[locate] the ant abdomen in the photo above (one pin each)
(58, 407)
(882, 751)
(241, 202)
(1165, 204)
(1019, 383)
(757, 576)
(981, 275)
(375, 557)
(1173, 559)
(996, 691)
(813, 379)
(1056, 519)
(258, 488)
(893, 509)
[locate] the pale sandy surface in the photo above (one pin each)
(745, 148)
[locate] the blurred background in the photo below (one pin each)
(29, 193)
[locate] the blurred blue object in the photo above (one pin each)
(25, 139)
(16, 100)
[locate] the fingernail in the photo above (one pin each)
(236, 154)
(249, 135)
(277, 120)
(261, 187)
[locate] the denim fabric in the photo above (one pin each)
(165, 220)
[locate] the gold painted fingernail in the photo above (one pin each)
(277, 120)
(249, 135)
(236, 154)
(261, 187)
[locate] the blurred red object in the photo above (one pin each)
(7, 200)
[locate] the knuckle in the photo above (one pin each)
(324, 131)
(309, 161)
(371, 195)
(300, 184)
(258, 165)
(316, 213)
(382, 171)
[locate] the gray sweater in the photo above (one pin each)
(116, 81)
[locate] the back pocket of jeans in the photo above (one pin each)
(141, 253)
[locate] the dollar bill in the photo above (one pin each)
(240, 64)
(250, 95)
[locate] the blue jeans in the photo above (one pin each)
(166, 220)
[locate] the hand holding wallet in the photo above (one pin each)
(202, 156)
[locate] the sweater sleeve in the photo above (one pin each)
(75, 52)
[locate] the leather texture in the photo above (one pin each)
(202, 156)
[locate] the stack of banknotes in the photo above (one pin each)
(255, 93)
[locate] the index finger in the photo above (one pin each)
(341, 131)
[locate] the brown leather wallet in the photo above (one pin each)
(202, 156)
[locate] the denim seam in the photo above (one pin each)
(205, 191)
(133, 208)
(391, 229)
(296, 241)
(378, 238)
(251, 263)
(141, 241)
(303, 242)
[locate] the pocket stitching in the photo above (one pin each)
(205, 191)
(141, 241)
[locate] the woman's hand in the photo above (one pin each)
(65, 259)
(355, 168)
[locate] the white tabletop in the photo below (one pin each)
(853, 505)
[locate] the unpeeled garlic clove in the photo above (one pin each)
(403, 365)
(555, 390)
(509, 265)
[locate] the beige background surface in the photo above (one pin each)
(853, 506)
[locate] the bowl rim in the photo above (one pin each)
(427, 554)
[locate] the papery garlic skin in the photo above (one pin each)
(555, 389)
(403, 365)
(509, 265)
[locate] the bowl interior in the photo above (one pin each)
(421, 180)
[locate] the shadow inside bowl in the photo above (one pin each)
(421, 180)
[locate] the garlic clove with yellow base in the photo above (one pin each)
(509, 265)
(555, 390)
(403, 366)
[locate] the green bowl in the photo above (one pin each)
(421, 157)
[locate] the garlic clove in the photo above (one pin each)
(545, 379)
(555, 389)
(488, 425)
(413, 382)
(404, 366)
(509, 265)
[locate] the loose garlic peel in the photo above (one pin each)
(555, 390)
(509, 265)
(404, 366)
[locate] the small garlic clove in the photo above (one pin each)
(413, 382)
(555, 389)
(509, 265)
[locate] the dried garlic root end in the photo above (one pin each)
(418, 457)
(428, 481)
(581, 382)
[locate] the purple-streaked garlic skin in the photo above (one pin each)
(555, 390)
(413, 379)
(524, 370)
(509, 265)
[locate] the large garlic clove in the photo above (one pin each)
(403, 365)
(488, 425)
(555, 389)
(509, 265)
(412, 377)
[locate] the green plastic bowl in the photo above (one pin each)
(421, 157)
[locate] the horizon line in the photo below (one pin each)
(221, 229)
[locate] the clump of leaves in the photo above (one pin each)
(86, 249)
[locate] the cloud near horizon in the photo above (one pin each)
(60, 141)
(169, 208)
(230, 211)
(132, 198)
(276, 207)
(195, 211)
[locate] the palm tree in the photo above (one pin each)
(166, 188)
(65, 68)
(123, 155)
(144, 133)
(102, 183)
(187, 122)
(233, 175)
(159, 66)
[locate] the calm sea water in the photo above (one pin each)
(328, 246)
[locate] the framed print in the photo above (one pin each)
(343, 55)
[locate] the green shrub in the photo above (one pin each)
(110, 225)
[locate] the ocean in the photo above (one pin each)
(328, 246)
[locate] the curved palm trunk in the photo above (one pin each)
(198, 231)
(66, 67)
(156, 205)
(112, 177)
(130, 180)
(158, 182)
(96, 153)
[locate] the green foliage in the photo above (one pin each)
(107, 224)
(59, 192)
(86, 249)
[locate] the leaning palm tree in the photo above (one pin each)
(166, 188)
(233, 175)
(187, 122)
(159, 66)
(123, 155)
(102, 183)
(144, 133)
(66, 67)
━━━━━━━━━━━━━━━━━━━━━━━━━━━━━━
What this task involves >> Restate the records, all of them, precisely as written.

Answer to this problem >>
[locate] the ant abdomen in the photo above (one pin each)
(58, 407)
(882, 751)
(241, 202)
(1165, 204)
(1019, 383)
(757, 576)
(981, 275)
(375, 557)
(1173, 559)
(996, 691)
(813, 379)
(1056, 519)
(258, 488)
(893, 509)
[locate] the pale sandy surface in the photo above (one pin each)
(745, 148)
[locate] the blurred background in the photo below (one pin each)
(29, 193)
[locate] the blurred blue object in the photo above (one pin each)
(25, 139)
(16, 100)
[locate] the fingernail in the photo above (one pin each)
(236, 154)
(249, 135)
(277, 120)
(261, 187)
[locate] the denim fabric in the photo above (one pin each)
(165, 220)
[locate] the gold painted fingernail in the photo above (one pin each)
(277, 120)
(249, 135)
(236, 154)
(261, 187)
[locate] the blurred red object in the photo above (one pin each)
(7, 200)
[locate] the knuckle in the photo above (one pin each)
(324, 131)
(309, 161)
(371, 195)
(300, 184)
(258, 165)
(316, 213)
(382, 171)
[locate] the gray sweater in the photo above (one pin each)
(116, 81)
[locate] the back pocket of jeans in the photo above (one pin each)
(141, 253)
[locate] the dollar bill in the photo above (one pin each)
(240, 64)
(250, 95)
[locate] the blue jeans in the photo above (one pin each)
(166, 220)
[locate] the hand holding wallet in the photo above (one pin each)
(202, 156)
[locate] the sweater sleeve in the photo above (one pin each)
(75, 52)
[locate] the leather texture in the photo above (one pin each)
(202, 156)
[locate] the stack of banknotes in the photo above (one pin each)
(255, 93)
[locate] the index finger in the photo above (one pin each)
(341, 131)
[locate] the brown leather wallet in the photo above (one pin each)
(202, 156)
[locate] the denim seam in the photo above (one pin each)
(205, 191)
(133, 208)
(391, 229)
(296, 241)
(378, 238)
(251, 263)
(141, 241)
(303, 242)
[locate] the pocket stitching in the photo above (one pin each)
(205, 191)
(141, 241)
[locate] the woman's hand in the photo above (one pin each)
(65, 259)
(355, 168)
[locate] the white tabletop in the photo below (one pin each)
(853, 505)
[locate] the unpeeled garlic clove in the photo above (one pin each)
(403, 365)
(555, 390)
(509, 265)
[locate] the beige background surface in the photo above (one pin each)
(853, 506)
[locate] the bowl rim in the photo above (one pin each)
(427, 554)
[locate] the papery garlic skin in the photo above (one pin each)
(555, 389)
(403, 365)
(509, 265)
[locate] the bowl interior in the photo above (one pin each)
(421, 180)
[locate] the shadow inside bowl in the photo above (one pin each)
(421, 180)
[locate] the garlic clove with yellow base in the photo above (one pin each)
(509, 265)
(555, 390)
(403, 366)
[locate] the green bowl in the photo above (one pin each)
(421, 157)
[locate] the garlic clove in the photo above (one pin each)
(545, 379)
(555, 389)
(488, 425)
(413, 382)
(404, 366)
(509, 265)
[locate] the loose garlic peel in the photo above (one pin each)
(555, 390)
(509, 265)
(404, 366)
[locate] the small garlic clove in the photo above (one pin each)
(413, 382)
(555, 389)
(509, 265)
[locate] the dried garlic root end in the photo above (one pin each)
(418, 457)
(428, 481)
(581, 382)
[locate] the purple-streaked garlic skin in the photo above (one pin each)
(555, 390)
(413, 379)
(524, 370)
(509, 265)
[locate] the large garlic clove in the photo above (one pin each)
(403, 365)
(488, 425)
(555, 389)
(509, 265)
(412, 377)
[locate] the green plastic bowl in the photo above (one pin each)
(421, 157)
[locate] the horizon line in the photo below (one pin each)
(221, 229)
[locate] the clump of leaves in the photo above (one pin each)
(86, 249)
[locate] the cloud near horizon in the photo above (one pin each)
(60, 141)
(169, 208)
(230, 211)
(132, 198)
(276, 207)
(195, 211)
[locate] the palm tree in the photo above (one pin each)
(166, 188)
(65, 68)
(123, 155)
(144, 133)
(102, 183)
(187, 122)
(233, 175)
(159, 66)
[locate] the calm sea water in the photo above (one pin each)
(328, 246)
[locate] the framed print in the photo above (one pin each)
(343, 55)
[locate] the green shrub in the photo above (one pin each)
(110, 225)
[locate] the ocean in the photo above (one pin each)
(328, 246)
[locate] the curved palm trunk in the photo above (one pin each)
(198, 231)
(66, 67)
(156, 205)
(112, 177)
(130, 180)
(158, 182)
(96, 153)
[locate] the green foliage in the photo above (one pin each)
(107, 224)
(59, 192)
(86, 249)
[locate] the leaning palm tree in the photo above (one pin each)
(166, 188)
(233, 175)
(187, 122)
(159, 66)
(123, 155)
(102, 183)
(144, 133)
(66, 67)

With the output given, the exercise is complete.